Nitrogen Evaporator Comparison Organomation MICROVAP vs. Porvair UltraVap

Importance of the topic

Sample evaporation under a controlled nitrogen stream is a foundational step in numerous analytical workflows, including environmental testing, pharmaceutical development, and food safety. The efficiency, reproducibility, and safety of this process directly influence downstream analysis, throughput, and operational costs.

Study objectives and overview

This comparison evaluates two widely used benchtop nitrogen evaporators, the Organomation MICROVAP and the Porvair UltraVap, across criteria such as price, capacity, temperature range, gas consumption, chemical compatibility, automation, and user convenience. The aim is to guide laboratories in selecting the optimal instrument for their specific needs.
* * * * * * *
Please copy the entire nitrogen evaporator comparison above word for word, from its title through its last sentence.

Provided material -
* * * * * * *
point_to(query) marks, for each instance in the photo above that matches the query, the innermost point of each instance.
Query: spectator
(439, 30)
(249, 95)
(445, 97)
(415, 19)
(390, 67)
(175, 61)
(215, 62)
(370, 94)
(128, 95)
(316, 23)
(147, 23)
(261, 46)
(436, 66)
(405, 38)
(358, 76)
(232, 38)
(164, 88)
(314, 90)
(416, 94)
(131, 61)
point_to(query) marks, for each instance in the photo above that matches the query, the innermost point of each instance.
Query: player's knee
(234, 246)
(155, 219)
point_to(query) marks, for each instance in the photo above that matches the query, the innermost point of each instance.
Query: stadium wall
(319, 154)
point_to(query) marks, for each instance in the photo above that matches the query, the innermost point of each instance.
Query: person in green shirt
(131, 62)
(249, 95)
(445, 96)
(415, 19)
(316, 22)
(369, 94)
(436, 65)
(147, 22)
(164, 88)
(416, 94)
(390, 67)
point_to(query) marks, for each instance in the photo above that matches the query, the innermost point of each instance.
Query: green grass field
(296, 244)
* * * * * * *
Your solution -
Nitrogen Evaporator Comparison Organomation MICROVAP vs. Porvair UltraVap

Importance of the topic

Sample evaporation under a controlled nitrogen stream is a foundational step in numerous analytical workflows, including environmental testing, pharmaceutical development, and food safety. The efficiency, reproducibility, and safety of this process directly influence downstream analysis, throughput, and operational costs.

Study objectives and overview

This comparison evaluates two widely used benchtop nitrogen evaporators, the Organomation MICROVAP and the Porvair UltraVap, across criteria such as price, capacity, temperature range, gas consumption, chemical compatibility, automation, and user convenience. The aim is to guide laboratories in selecting the optimal instrument for their specific needs.